Data for this task:
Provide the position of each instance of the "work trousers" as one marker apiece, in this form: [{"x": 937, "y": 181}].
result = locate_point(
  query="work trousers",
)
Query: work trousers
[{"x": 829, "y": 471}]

Set task: Rewrite the listing above, replacing "work trousers" with "work pants" wherever it occurs and leaving everything else unchanged.

Response to this exercise:
Provide the position of each instance of the "work pants" as one marker apiece, in this form: [{"x": 937, "y": 181}].
result = locate_point(
  query="work pants",
)
Query: work pants
[{"x": 829, "y": 471}]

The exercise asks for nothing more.